REQUIRED ACTIONS.
1 – Print the passage of the article on world-class footballers between "Eden Hazard, Sergio" and "Bundesliga (12 players, 24%)", inclusive.
2 – Which list does the article on world-class footballers use to show how the best players were spread across Europe?
3 – Write the next part of the article on world-class footballers, picking up after its final sentence.

TEXT BLOCK.
# # #

Form must also be considered when determining a player's status as world class - players who only occasionally turn up are obviously difficult to term 'world class.'
There's a great deal of comparison made between the relative strengths of the top leagues in the world, most specifically Europe, with regards to which is the strongest.
However, such a debate is made difficult given that each argument is subjective. It could be sensible, therefore, to assume that the best league in the world would attract more top players, right?
Using the International Business Times Top 50 players for 2015/16 list, here's how the world's best were separated across Europe.
Barclays Premier League (12 players, 24%)
Eden Hazard, Sergio Aguero, Alexis Sanchez, David de Gea, Kevin De Bruyne, Thibaut Courtois, Diego Costa, Mesut Ozil, David Silva, Cesc Fabregas, Wayne Rooney, Nemanja Matic
La Liga (20 players, 40%)
Lionel Messi, Cristiano Ronaldo, Luis Suarez, Neymar Jr, Gareth Bale, Sergio Busquets, Andreas Iniesta, Luka Modric, Gerard Pique, Javier Mascherano, Diego Godin, Toni Kroos, Karim Benzema, Sergio Ramos, Ivan Rakitic, Dani Alves, Isco, Antoine Griezmann, Koke, James Rodriguez
Bundesliga (12 players, 24%)
Arjen Robben, Manuel Neuer, Thomas Muller, Philipp Lahm, Artruro Vidal, Marco Reus, Robert Lewandowski, Jerome Boateng, Mario Gotze, Mats Hummels, David Alaba, Ricardo Rodriguez
Serie A (2 players, 4%)
Paul Pogba, Gianluigi Buffon
Ligue 1 (3 players, 6%)
Zlatan Ibrahimovic, Thiago Silva, Angel Di Maria,
Other (1 player, 2%)
Let's assume that the above players are all world class. It's fairly clear that La Liga is vastly further ahead in terms of numbers, but whilst the list used is an extremely reputable one, it is open to change and interpretation.
What is interesting - and shocking - is how few top players are found in Serie A, a league once littered with names like Ronaldo, Zinedine Zidane, Francesco Totti, Luca Toni, Paolo Maldini, Andrea Pirlo and Alessandro Del Piero now looks diminished.
Perhaps this is the nature of Italian football - there is very rarely consistency in who is winning due to comings and goings. Juventus, for example, were a very strong side last year until they lost Tevez, Pirlo and Vidal in one window, whereas now, they're struggling to find their feet in the new season. Is Serie A a selling league?
Comparing the Bundesliga and the Premier League, the numbers of 'world class' players are the same. What is interesting is the distribution of these players. Eight of twelve players of the Bundesliga are found at one club: Bayern Munich.

# # #

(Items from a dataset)
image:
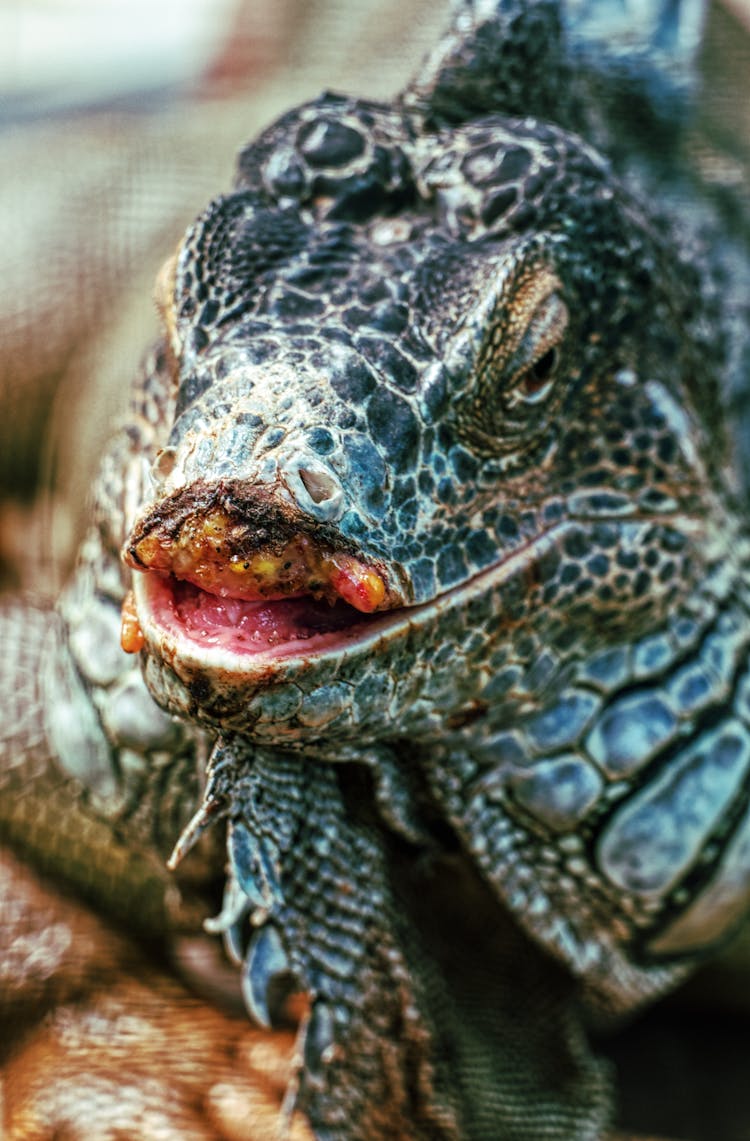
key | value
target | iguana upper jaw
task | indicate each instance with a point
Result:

# # #

RESULTS FOR EACH TASK.
1 –
Eden Hazard, Sergio Aguero, Alexis Sanchez, David de Gea, Kevin De Bruyne, Thibaut Courtois, Diego Costa, Mesut Ozil, David Silva, Cesc Fabregas, Wayne Rooney, Nemanja Matic
La Liga (20 players, 40%)
Lionel Messi, Cristiano Ronaldo, Luis Suarez, Neymar Jr, Gareth Bale, Sergio Busquets, Andreas Iniesta, Luka Modric, Gerard Pique, Javier Mascherano, Diego Godin, Toni Kroos, Karim Benzema, Sergio Ramos, Ivan Rakitic, Dani Alves, Isco, Antoine Griezmann, Koke, James Rodriguez
Bundesliga (12 players, 24%)

2 – The International Business Times Top 50 players for 2015/16 list.

3 –
In England, on the other hand, the top players are fairly even throughout the biggest four clubs: Manchester City, Manchester United, Chelsea and Arsenal. It would seem teams are built around one or two stars.
Some would argue that this makes the Premier League a stronger, more competitive viewing prospect in comparison to the Bundesliga. Season after season, Bayern Munich dominate the German league after cherry picking some of the best players of close rivals Dortmund. This makes the league predictable. Looking at the Premier League table even now, it is clear how open the competition is.
Finally, La Liga. In a similar argument to that made earlier of the Bundesliga, the competition is closed. Only three out of the twenty top players are not found at Real or Barca - no team outside the top three clubs has a top 50 player.
As we know, there are usually only two teams in the La Liga title race. The rest of the league is vastly diminished in both it's financial and marketing power. Overall, the league is weak.
In conclusion, the argument of which league is best is a difficult one to make. Looking at individual team strength, La Liga clearly has arguably two of the three best sides in the world, Bayern Munich the other.
Looking at the Premier League, however, each team might have less top players, but they are more fairly distributed, meaning competition is forever at a high. In terms of overall league strength, therefore, the Premier League has to be considered the strongest - at least from a statistical point of view.